• **Problems and tasks**
1) Answer these questions using the press release on CDR132L, with one answer per line:
(a) In which journal was the study published?
(b) What type of compound is CDR132L, and what does it inhibit?
(c) How many administrations of the compound were needed for a therapeutic effect?
2) Rewrite the passage of the CDR132L press release between "First, the researchers" and "compound were necessary.", inclusive, replacing "murine" with "mouse".

[[ Text block open ]]

Company News: Cardior Pharmaceuticals Demonstrates Reversal of Heart Failure with Lead Compound CDR132L

— Study by international research team published in Nature Communications

— Preclinical proof-of-concept of CDR132L established

— Inhibition of a regulatory microRNA restores cardiac function

Cardior Pharmaceuticals GmbH, a clinical-stage biotech company focused on the development of noncoding RNA (ncRNA) therapeutics for patients with cardiovascular diseases, today announced a publication in Nature Communications demonstrating that its lead compound CDR132L is able to reverse heart failure in preclinical in vivo studies. The research was conducted by an international team of scientists from Austria, Germany, Hungary, and the U.K.

The compound is an antisense oligonucleotide inhibiting the microRNA 132 (miR132), a non-coding microRNA that regulates cardiac hypertrophy and autophagy in cardiomyocytes by targeting well-defined pathways. Expression of miR132 is increased in various pathological cardiac conditions in both animals and humans, and previous animal studies have shown that miR132 is both necessary and sufficient to drive the pathological growth of cardiomyocytes. miR132 is directly addressing the main causes of heart failure and therefore considerably differs from existing, mainly symptomatic therapies.

“miR132 is a regulatory master switch to control cardiac function and a promising therapeutic target in heart failure therapy,” said Dr. Thomas Thum, Professor at Hannover Medical School, CSO of Cardior and corresponding author of the study. “In our publication, we demonstrate in various in vivo models that inhibition of miR132 is effective in reversing severe heart failure. We also show that elevation of miR132 levels in cardiomyocytes has negative effects on their contractile kinetics but can be normalized by antimiR-132 treatment.”

First, the researchers demonstrated this effect in murine models overexpressing miR132. The team then investigated the compound in a larger model of heart failure closely mimicking the clinical situation in patients after myocardial infarction. These patients often develop heart failure despite successful cardiac catheterization. In the in vivo study, Cardior´s compound CDR132L effectively prevented maladaptive growth and remodeling and restored cardiac function in a dose-dependent manner. For a therapeutic effect, only two administrations of the compound were necessary.

“This important publication adds to our large body of evidence that CDR132L effectively halts and reverses heart failure by blocking a crucial regulatory RNA,” said Claudia Ulbrich, CEO of Cardior. “If the currently ongoing clinical development continues to be successful, our approach will not only lead to an effective, causal treatment of heart failure, but may also pave the way to develop treatments of other complex diseases based on targeting non-coding regulatory RNAs.”

[[ Text block closed ]]
[[ Given data open ]]

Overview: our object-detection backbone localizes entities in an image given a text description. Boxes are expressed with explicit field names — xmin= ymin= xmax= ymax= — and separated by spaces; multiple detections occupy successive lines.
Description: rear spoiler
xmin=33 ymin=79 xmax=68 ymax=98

[[ Given data closed ]]
[[ Given data open ]]

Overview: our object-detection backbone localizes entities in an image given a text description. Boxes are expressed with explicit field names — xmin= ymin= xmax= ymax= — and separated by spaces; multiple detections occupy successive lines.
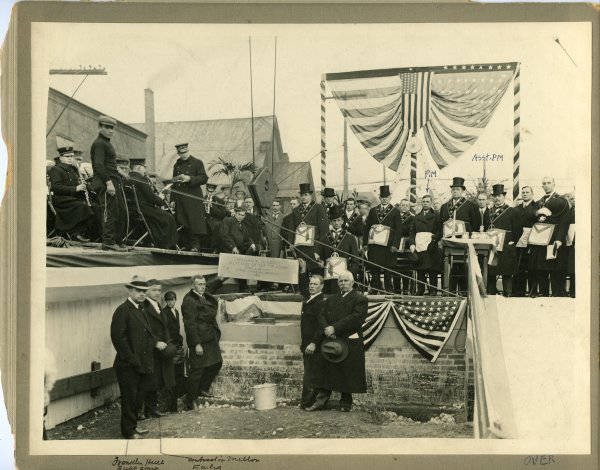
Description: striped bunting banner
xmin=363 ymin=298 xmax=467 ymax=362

[[ Given data closed ]]
[[ Given data open ]]

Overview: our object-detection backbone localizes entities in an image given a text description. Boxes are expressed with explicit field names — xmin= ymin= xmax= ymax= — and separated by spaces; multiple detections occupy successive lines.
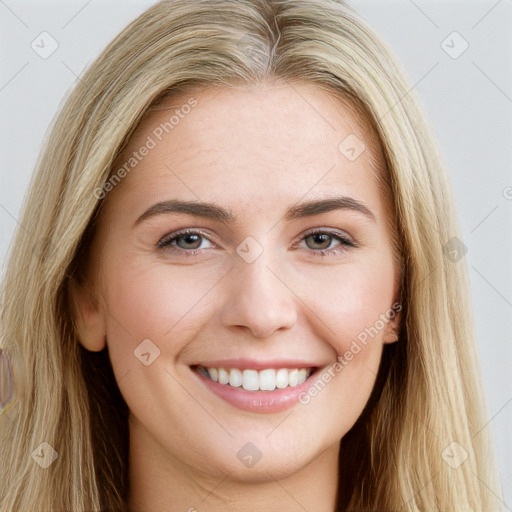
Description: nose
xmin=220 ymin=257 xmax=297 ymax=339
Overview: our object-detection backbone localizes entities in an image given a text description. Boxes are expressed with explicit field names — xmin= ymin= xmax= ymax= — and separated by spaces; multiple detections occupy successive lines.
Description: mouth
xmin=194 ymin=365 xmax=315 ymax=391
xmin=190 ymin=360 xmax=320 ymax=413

[[ Given data closed ]]

• **Solutions per task**
1)
(a) Nature Communications
(b) An antisense oligonucleotide that inhibits microRNA 132 (miR132)
(c) Two

2)
First, the researchers demonstrated this effect in mouse models overexpressing miR132. The team then investigated the compound in a larger model of heart failure closely mimicking the clinical situation in patients after myocardial infarction. These patients often develop heart failure despite successful cardiac catheterization. In the in vivo study, Cardior´s compound CDR132L effectively prevented maladaptive growth and remodeling and restored cardiac function in a dose-dependent manner. For a therapeutic effect, only two administrations of the compound were necessary.